[BEGIN Data provided]
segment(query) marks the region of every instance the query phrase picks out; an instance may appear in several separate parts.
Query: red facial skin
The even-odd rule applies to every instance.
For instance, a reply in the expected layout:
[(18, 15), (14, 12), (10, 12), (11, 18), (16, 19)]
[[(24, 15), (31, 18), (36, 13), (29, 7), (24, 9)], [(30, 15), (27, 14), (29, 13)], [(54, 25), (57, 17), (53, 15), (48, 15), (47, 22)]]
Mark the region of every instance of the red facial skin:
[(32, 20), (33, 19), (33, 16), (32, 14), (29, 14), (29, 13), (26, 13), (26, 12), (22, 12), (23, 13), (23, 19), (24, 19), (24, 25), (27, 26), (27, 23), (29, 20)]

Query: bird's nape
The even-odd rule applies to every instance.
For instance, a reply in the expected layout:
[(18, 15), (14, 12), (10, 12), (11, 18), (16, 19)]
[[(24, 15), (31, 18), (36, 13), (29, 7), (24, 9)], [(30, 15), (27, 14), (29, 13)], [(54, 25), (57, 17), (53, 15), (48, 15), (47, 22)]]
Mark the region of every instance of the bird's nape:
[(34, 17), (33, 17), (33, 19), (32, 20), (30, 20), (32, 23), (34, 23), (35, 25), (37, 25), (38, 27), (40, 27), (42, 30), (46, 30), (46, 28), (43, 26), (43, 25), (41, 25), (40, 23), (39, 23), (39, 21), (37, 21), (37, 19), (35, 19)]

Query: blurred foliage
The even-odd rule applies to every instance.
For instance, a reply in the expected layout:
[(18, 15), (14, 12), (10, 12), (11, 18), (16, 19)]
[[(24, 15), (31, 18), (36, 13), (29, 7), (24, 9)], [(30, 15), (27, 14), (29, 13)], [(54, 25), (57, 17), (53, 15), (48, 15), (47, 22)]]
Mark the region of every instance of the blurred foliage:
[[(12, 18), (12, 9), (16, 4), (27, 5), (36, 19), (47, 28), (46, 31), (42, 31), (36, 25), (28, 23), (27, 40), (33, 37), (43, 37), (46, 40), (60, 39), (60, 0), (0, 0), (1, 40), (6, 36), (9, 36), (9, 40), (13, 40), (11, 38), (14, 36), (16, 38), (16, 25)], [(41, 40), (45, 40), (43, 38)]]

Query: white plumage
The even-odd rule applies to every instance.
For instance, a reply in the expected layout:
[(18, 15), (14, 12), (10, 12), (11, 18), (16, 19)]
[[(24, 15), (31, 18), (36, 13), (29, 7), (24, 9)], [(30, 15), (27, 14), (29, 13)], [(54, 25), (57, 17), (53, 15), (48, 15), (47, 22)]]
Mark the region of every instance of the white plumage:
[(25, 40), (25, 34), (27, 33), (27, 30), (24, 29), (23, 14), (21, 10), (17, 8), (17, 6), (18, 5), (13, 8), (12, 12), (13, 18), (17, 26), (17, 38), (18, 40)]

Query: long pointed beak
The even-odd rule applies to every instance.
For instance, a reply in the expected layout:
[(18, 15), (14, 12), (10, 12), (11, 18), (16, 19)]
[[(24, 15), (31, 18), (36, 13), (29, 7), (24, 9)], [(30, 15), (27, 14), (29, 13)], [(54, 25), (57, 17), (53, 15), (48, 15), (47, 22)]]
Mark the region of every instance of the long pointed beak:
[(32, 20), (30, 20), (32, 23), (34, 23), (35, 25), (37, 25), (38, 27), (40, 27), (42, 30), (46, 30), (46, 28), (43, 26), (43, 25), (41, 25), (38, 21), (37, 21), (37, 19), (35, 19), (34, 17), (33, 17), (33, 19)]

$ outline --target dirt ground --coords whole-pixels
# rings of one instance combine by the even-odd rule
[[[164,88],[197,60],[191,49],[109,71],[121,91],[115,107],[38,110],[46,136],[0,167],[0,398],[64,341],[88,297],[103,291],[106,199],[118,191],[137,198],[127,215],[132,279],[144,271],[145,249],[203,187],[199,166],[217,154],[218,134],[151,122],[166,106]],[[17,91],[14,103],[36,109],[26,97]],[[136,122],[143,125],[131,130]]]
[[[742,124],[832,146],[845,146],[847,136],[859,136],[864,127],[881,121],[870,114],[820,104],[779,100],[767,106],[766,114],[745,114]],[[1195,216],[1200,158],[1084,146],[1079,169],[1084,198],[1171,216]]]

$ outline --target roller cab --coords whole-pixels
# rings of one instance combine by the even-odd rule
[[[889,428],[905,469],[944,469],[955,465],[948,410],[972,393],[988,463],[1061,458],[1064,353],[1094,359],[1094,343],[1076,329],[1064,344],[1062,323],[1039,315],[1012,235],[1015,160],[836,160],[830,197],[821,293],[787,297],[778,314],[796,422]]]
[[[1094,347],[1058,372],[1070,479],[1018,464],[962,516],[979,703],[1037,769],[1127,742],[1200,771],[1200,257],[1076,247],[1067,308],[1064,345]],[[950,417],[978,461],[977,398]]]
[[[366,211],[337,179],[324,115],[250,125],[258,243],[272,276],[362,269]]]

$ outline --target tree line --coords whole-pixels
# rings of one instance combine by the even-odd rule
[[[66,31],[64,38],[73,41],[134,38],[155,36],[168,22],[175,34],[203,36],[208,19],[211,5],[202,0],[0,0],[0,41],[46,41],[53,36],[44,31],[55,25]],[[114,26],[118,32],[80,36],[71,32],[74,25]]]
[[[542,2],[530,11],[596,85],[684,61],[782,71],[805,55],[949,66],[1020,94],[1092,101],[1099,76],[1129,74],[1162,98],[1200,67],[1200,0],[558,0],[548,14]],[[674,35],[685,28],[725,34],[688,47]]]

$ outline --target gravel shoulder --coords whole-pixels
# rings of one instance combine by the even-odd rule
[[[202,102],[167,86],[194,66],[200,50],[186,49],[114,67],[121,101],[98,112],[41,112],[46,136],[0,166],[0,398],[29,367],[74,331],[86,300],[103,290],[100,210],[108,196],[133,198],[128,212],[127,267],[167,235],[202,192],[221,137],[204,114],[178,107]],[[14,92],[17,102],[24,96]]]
[END Data provided]
## Task to complete
Can you reproduce all of the records above verbatim, without changing a single character?

## Solution to this problem
segment(query) marks the region of every instance the query phrase picks out; an instance may appear in several separate parts.
Query: red facial skin
The even-odd rule applies to every instance.
For instance, a reply in the expected layout:
[(18, 15), (14, 12), (10, 12), (11, 18), (16, 19)]
[[(24, 15), (31, 18), (36, 13), (29, 7), (24, 9)], [(30, 15), (27, 14), (29, 13)], [(54, 25), (57, 17), (53, 15), (48, 15), (47, 22)]]
Mark the region of every instance of the red facial skin:
[(32, 20), (33, 19), (33, 16), (32, 14), (29, 14), (29, 13), (26, 13), (26, 12), (22, 12), (23, 13), (23, 19), (24, 19), (24, 25), (27, 26), (27, 23), (29, 20)]

Query: bird's nape
The even-odd rule applies to every instance.
For instance, a reply in the expected layout:
[(18, 15), (14, 12), (10, 12), (11, 18), (16, 19)]
[[(24, 15), (31, 18), (36, 13), (29, 7), (24, 9)], [(30, 15), (27, 14), (29, 13)], [(54, 25), (57, 17), (53, 15), (48, 15), (47, 22)]]
Mark the region of every instance of the bird's nape:
[(34, 17), (33, 17), (33, 19), (32, 20), (30, 20), (32, 23), (34, 23), (35, 25), (37, 25), (38, 27), (40, 27), (42, 30), (46, 30), (46, 28), (43, 26), (43, 25), (41, 25), (40, 23), (39, 23), (39, 21), (37, 21), (37, 19), (35, 19)]

Query: blurred foliage
The even-odd rule applies to every instance.
For instance, a reply in the expected layout:
[(18, 15), (14, 12), (10, 12), (11, 18), (16, 19)]
[[(24, 15), (31, 18), (36, 13), (29, 7), (24, 9)], [(30, 15), (27, 14), (29, 13)], [(54, 25), (57, 17), (53, 15), (48, 15), (47, 22)]]
Mark the region of every instance of the blurred foliage:
[[(12, 18), (12, 9), (16, 4), (27, 5), (36, 19), (47, 28), (46, 31), (42, 31), (36, 25), (28, 23), (27, 40), (33, 37), (43, 37), (46, 40), (60, 39), (60, 0), (0, 0), (1, 40), (6, 36), (9, 36), (9, 40), (13, 40), (11, 38), (14, 36), (16, 38), (16, 25)], [(41, 40), (45, 40), (43, 38)]]

Query: white plumage
The even-odd rule applies to every instance.
For instance, a reply in the expected layout:
[(18, 15), (14, 12), (10, 12), (11, 18), (16, 19)]
[[(24, 15), (31, 18), (36, 13), (29, 7), (24, 9)], [(30, 15), (27, 14), (29, 13)], [(54, 25), (57, 17), (53, 15), (48, 15), (47, 22)]]
Mark the region of every instance of the white plumage:
[(25, 40), (25, 34), (27, 33), (27, 30), (24, 29), (23, 14), (21, 10), (17, 8), (17, 6), (18, 5), (13, 8), (12, 12), (13, 18), (17, 26), (17, 38), (18, 40)]

Query: long pointed beak
The even-odd rule applies to every instance.
For instance, a reply in the expected layout:
[(18, 15), (14, 12), (10, 12), (11, 18), (16, 19)]
[[(24, 15), (31, 18), (36, 13), (29, 7), (24, 9)], [(30, 15), (27, 14), (29, 13)], [(54, 25), (57, 17), (53, 15), (48, 15), (47, 22)]]
Mark the region of every instance of the long pointed beak:
[(32, 20), (30, 20), (32, 23), (34, 23), (35, 25), (37, 25), (38, 27), (40, 27), (42, 30), (46, 30), (46, 28), (43, 26), (43, 25), (41, 25), (38, 21), (37, 21), (37, 19), (35, 19), (34, 17), (33, 17), (33, 19)]

$ outline --target dirt ground --coords whole-pixels
# rings of one instance combine by the even-odd rule
[[[164,88],[197,60],[191,49],[109,71],[121,91],[115,107],[38,110],[46,136],[0,167],[0,398],[64,341],[88,297],[103,291],[106,199],[118,191],[137,198],[127,215],[132,279],[144,271],[145,249],[203,187],[199,166],[217,154],[218,134],[151,122],[166,106]],[[17,91],[14,103],[36,109],[26,97]],[[136,122],[143,125],[131,130]]]
[[[742,124],[832,146],[845,146],[847,136],[859,136],[864,127],[881,121],[870,114],[820,104],[779,100],[767,106],[766,114],[745,114]],[[1195,216],[1200,158],[1084,146],[1079,169],[1084,198],[1171,216]]]

$ outline --target roller cab --coords whole-pixels
# rings of one instance combine by the even-odd rule
[[[889,428],[905,469],[944,469],[955,465],[948,410],[972,393],[988,463],[1061,458],[1064,353],[1094,359],[1094,343],[1076,329],[1064,344],[1062,323],[1039,315],[1012,235],[1015,160],[836,160],[830,197],[821,293],[787,297],[778,314],[796,422]]]
[[[1094,347],[1058,372],[1070,479],[1018,464],[962,516],[979,703],[1037,769],[1127,742],[1200,771],[1200,257],[1076,247],[1067,308],[1064,345]],[[950,417],[978,461],[977,398]]]
[[[366,211],[337,179],[324,115],[250,125],[258,243],[272,276],[362,269]]]

$ outline --target tree line --coords whole-pixels
# rings of one instance combine by the even-odd rule
[[[66,31],[64,38],[73,41],[134,38],[155,36],[168,22],[175,34],[203,36],[208,19],[211,5],[202,0],[0,0],[0,41],[46,41],[53,36],[44,31],[55,25]],[[114,26],[118,32],[80,36],[71,32],[74,25]]]
[[[542,2],[530,11],[596,85],[684,61],[782,71],[805,55],[949,66],[1020,94],[1092,101],[1099,76],[1129,74],[1162,98],[1200,67],[1200,0],[558,0],[548,14]],[[674,35],[685,28],[725,34],[688,47]]]

$ outline --target gravel shoulder --coords whole-pixels
# rings of one instance combine by the even-odd rule
[[[202,102],[167,86],[194,66],[200,50],[186,49],[114,67],[121,101],[98,112],[41,112],[46,136],[0,166],[0,398],[29,367],[74,331],[86,300],[103,290],[100,210],[108,196],[133,198],[128,212],[127,267],[167,235],[202,192],[221,137],[204,114],[178,107]],[[14,92],[17,102],[24,96]]]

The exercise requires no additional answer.